Description of the task:
Can you return all of the records below word for word, with the pictures left out?

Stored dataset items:
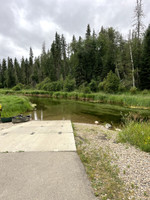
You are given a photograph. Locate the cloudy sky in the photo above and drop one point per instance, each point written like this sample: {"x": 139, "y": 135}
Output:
{"x": 25, "y": 23}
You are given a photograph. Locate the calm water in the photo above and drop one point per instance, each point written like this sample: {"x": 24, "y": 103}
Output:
{"x": 77, "y": 111}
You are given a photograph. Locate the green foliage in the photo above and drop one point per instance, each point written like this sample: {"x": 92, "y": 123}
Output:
{"x": 133, "y": 90}
{"x": 137, "y": 134}
{"x": 69, "y": 84}
{"x": 47, "y": 85}
{"x": 111, "y": 84}
{"x": 101, "y": 86}
{"x": 14, "y": 105}
{"x": 84, "y": 88}
{"x": 145, "y": 92}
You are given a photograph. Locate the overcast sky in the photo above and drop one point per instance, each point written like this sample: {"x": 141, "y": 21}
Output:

Answer for this exercise:
You are given a photograph. Locate the cloudy sky in the photo above and drop one point per instance, each point written like this sample: {"x": 139, "y": 135}
Output:
{"x": 25, "y": 23}
You are given a photograph. Locate the calm water in the photo above and drop one point per instance, each point written like this sample: {"x": 24, "y": 103}
Output:
{"x": 77, "y": 111}
You are given a photograph. Locate the green foliage in the photo above and drop one point per instance, each point written like this sample: {"x": 92, "y": 123}
Output:
{"x": 133, "y": 90}
{"x": 137, "y": 134}
{"x": 69, "y": 84}
{"x": 47, "y": 85}
{"x": 111, "y": 84}
{"x": 101, "y": 86}
{"x": 14, "y": 105}
{"x": 84, "y": 88}
{"x": 145, "y": 92}
You are given a photograph. Locate the overcast sky in the photo above and drop one point per instance, each point written like this sample: {"x": 141, "y": 21}
Output:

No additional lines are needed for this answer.